### Work to be completed
Please find every line in the material below that contains the word "green" and copy each of those lines.

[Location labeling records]

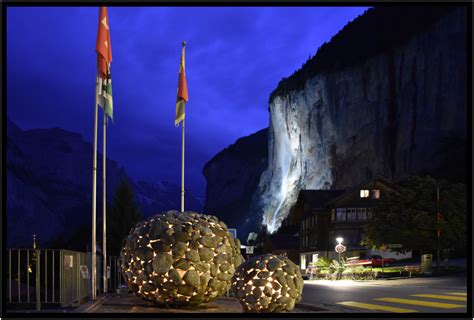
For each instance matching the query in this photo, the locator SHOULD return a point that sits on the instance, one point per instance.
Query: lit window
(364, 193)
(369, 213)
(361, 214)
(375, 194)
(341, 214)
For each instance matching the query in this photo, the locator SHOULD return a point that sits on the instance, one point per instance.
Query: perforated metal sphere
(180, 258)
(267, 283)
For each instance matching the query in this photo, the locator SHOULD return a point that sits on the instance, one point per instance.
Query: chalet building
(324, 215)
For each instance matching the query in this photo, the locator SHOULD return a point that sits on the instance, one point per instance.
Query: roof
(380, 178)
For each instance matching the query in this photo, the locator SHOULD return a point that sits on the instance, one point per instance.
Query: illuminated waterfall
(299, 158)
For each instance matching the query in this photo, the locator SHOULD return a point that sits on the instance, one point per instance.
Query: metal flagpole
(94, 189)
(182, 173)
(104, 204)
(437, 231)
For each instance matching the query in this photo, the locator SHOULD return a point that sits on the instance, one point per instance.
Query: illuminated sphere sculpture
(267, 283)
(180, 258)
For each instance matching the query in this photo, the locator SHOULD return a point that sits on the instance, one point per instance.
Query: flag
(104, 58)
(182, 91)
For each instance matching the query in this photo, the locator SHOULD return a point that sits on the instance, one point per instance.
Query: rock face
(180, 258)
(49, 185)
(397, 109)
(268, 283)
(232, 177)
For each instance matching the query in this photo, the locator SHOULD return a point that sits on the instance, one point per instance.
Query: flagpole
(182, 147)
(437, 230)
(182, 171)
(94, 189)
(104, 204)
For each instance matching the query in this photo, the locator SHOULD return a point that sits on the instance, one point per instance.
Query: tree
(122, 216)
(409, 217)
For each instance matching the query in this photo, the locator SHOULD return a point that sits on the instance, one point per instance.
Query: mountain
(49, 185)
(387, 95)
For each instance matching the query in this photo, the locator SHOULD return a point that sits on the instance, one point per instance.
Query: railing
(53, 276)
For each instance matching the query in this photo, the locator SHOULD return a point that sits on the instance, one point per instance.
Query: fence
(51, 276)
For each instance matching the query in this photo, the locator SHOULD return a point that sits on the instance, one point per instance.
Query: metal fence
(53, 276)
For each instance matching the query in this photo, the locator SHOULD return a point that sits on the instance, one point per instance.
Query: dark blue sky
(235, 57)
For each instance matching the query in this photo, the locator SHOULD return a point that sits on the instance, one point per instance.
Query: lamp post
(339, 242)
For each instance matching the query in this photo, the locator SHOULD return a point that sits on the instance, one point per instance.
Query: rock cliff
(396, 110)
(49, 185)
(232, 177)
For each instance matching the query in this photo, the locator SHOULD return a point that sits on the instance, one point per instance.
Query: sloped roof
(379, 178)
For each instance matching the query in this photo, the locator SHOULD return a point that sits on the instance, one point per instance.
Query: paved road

--

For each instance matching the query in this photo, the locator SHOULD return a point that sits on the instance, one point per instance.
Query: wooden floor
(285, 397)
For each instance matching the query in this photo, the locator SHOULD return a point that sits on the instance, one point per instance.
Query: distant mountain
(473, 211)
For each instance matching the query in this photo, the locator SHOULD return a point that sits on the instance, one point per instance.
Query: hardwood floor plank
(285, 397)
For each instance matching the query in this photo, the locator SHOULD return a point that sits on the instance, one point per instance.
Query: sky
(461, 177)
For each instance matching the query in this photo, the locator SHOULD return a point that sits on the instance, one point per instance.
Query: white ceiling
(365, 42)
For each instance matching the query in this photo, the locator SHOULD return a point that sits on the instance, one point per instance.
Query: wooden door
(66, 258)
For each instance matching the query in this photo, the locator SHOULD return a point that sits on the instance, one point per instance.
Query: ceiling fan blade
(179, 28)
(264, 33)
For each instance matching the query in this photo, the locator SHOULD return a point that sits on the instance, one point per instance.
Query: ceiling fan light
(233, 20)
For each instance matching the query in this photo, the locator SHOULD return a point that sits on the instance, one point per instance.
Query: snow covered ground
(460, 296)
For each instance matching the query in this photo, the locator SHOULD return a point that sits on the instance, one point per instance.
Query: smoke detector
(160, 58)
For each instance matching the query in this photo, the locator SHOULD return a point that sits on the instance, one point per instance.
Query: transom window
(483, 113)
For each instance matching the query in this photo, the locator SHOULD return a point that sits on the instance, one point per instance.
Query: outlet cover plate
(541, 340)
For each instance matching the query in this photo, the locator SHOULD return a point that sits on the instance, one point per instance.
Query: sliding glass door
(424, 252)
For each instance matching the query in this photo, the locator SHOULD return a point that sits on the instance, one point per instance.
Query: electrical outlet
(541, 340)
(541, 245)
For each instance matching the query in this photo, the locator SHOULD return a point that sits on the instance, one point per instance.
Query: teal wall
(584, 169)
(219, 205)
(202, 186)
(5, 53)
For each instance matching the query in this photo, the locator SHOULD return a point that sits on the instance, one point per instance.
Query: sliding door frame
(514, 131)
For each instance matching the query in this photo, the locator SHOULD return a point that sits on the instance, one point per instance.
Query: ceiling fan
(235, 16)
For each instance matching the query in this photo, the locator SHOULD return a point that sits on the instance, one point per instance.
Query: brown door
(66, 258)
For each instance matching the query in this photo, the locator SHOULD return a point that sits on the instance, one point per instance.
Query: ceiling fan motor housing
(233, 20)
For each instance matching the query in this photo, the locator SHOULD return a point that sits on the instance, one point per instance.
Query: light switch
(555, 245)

* * *

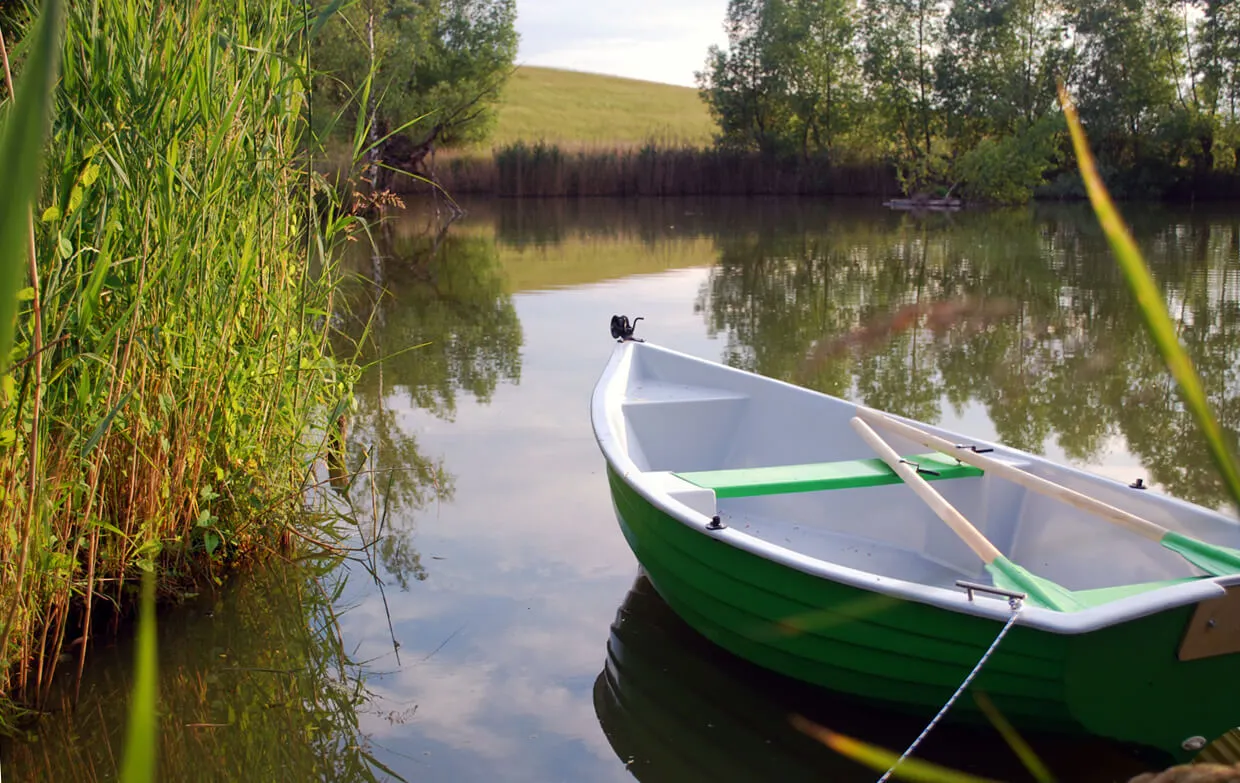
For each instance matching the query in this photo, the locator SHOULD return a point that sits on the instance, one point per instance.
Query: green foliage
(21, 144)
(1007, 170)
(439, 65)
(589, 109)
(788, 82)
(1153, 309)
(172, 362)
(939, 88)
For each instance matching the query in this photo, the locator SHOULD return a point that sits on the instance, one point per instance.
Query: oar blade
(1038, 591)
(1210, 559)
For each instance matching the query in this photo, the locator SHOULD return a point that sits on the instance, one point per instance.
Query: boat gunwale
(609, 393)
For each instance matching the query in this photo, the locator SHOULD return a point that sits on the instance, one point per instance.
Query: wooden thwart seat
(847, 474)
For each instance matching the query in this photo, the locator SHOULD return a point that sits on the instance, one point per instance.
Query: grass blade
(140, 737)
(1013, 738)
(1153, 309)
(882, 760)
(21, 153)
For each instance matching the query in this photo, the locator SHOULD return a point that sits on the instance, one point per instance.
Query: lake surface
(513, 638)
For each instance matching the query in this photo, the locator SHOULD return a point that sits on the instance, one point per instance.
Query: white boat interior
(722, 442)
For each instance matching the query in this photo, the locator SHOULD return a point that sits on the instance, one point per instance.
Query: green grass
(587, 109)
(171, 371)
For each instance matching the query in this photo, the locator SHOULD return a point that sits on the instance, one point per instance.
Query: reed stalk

### Exercise response
Query: green foliage
Query: green grass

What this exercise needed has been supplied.